◆ **DATA IN THIS EXERCISE**:
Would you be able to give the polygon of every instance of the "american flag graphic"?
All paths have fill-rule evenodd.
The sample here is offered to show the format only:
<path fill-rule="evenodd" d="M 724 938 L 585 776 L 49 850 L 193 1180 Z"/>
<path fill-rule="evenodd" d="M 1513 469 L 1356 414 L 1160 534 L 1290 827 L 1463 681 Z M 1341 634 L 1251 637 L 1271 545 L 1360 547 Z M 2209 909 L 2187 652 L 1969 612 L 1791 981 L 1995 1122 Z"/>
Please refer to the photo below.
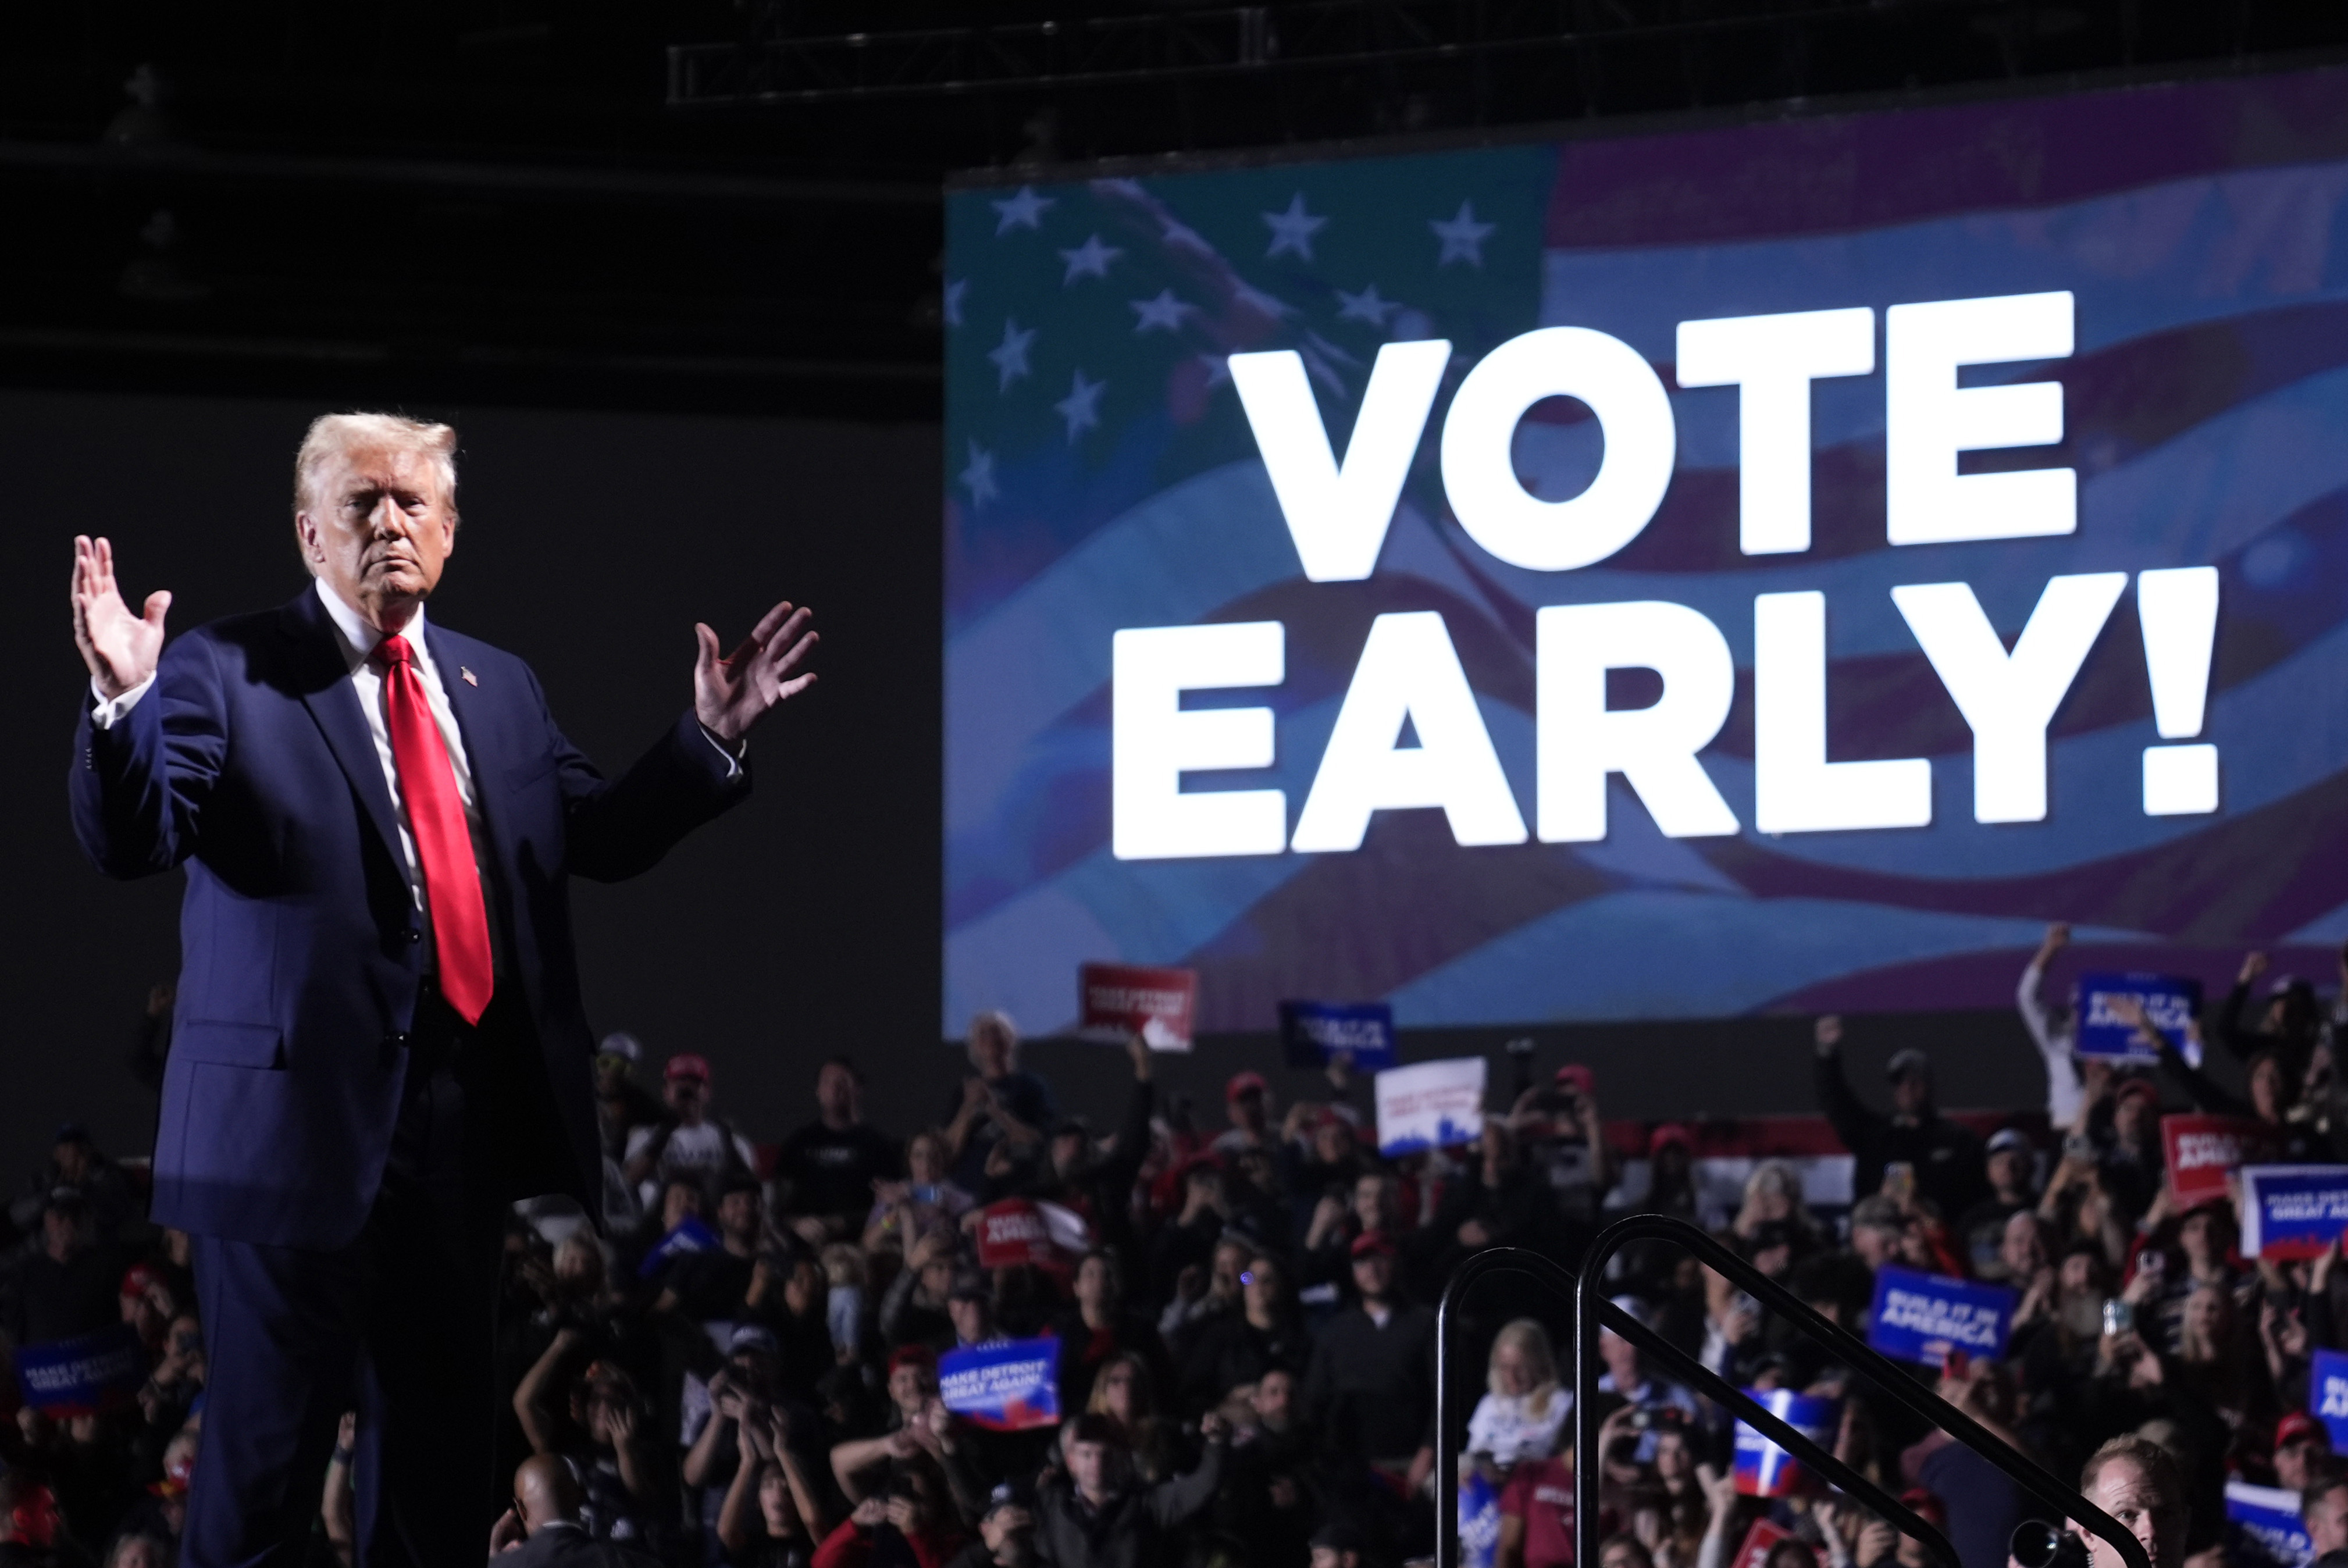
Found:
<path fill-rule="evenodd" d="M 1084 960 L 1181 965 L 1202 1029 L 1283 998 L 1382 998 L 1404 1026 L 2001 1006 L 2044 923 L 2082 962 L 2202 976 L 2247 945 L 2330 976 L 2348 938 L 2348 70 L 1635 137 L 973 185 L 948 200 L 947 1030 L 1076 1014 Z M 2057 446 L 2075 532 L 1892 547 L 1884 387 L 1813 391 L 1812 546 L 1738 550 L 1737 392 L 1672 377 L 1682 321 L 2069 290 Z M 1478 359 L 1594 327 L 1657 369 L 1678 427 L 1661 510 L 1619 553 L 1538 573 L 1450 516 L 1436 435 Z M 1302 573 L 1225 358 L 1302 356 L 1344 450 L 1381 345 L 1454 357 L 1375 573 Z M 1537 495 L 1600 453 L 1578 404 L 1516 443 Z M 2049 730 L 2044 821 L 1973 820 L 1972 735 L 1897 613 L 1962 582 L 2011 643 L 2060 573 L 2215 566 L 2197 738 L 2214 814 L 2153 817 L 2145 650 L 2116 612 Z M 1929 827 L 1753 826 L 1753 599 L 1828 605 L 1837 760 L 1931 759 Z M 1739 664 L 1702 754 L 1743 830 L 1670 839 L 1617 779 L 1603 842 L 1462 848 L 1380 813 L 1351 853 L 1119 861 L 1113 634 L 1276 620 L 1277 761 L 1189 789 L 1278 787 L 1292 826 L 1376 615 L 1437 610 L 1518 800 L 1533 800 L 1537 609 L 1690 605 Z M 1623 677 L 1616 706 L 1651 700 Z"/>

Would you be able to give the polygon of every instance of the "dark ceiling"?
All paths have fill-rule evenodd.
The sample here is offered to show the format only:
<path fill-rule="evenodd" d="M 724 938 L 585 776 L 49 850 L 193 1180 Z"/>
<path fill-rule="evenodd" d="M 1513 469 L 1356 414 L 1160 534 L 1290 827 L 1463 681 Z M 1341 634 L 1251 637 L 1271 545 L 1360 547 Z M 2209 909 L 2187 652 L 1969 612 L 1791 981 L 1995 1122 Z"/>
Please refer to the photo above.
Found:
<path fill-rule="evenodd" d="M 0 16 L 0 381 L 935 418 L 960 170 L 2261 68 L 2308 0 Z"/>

◆ **TASK TO CARRY OUT**: Leave the pictures out, and restate exactly the lines from the start of the records through the one that contains "Please refer to the photo above.".

◆ **TASK RESPONSE**:
Would you be able to give the polygon of every instance of the "american flag graphic"?
All paths have fill-rule evenodd.
The sample here is offered to show the format only:
<path fill-rule="evenodd" d="M 724 938 L 585 776 L 49 850 L 193 1180 Z"/>
<path fill-rule="evenodd" d="M 1513 469 L 1356 414 L 1160 534 L 1290 827 L 1463 681 Z M 1341 634 L 1251 637 L 1271 545 L 1360 547 Z M 2209 909 L 2187 652 L 1969 612 L 1791 981 L 1995 1122 Z"/>
Please refer to the photo below.
Found:
<path fill-rule="evenodd" d="M 1084 960 L 1181 965 L 1202 1029 L 1283 998 L 1382 998 L 1404 1026 L 2001 1006 L 2044 923 L 2082 962 L 2202 976 L 2247 945 L 2330 976 L 2348 938 L 2348 70 L 1635 137 L 973 185 L 948 200 L 947 1030 L 1076 1014 Z M 2057 446 L 2075 532 L 1892 547 L 1884 387 L 1813 391 L 1812 546 L 1738 550 L 1737 392 L 1672 377 L 1682 321 L 2069 290 Z M 1478 359 L 1594 327 L 1657 369 L 1678 427 L 1661 510 L 1619 553 L 1538 573 L 1450 516 L 1436 435 Z M 1302 573 L 1225 358 L 1302 356 L 1344 450 L 1381 345 L 1454 357 L 1375 573 Z M 1537 495 L 1600 453 L 1578 404 L 1516 443 Z M 2049 730 L 2044 821 L 1973 820 L 1972 735 L 1897 613 L 1962 582 L 2011 643 L 2060 573 L 2215 566 L 2197 738 L 2214 814 L 2153 817 L 2145 650 L 2116 612 Z M 1929 827 L 1753 826 L 1753 599 L 1828 605 L 1837 760 L 1931 759 Z M 1739 664 L 1702 754 L 1743 830 L 1670 839 L 1617 779 L 1603 842 L 1462 848 L 1380 813 L 1351 853 L 1119 861 L 1113 634 L 1276 620 L 1277 761 L 1189 789 L 1278 787 L 1292 826 L 1376 615 L 1437 610 L 1518 800 L 1533 800 L 1537 609 L 1690 605 Z M 1623 677 L 1616 706 L 1651 700 Z"/>

Would you be able to give the polygon of every instance of the "dark ceiling"?
All paths have fill-rule evenodd.
The sample here is offered to show the format only:
<path fill-rule="evenodd" d="M 724 938 L 585 776 L 49 850 L 193 1180 Z"/>
<path fill-rule="evenodd" d="M 1513 469 L 1356 414 L 1160 534 L 1290 827 L 1463 681 Z M 1341 634 L 1251 637 L 1271 545 L 1360 547 Z M 2209 909 L 2187 652 L 1969 612 L 1791 981 L 1995 1122 Z"/>
Please refer to the photo above.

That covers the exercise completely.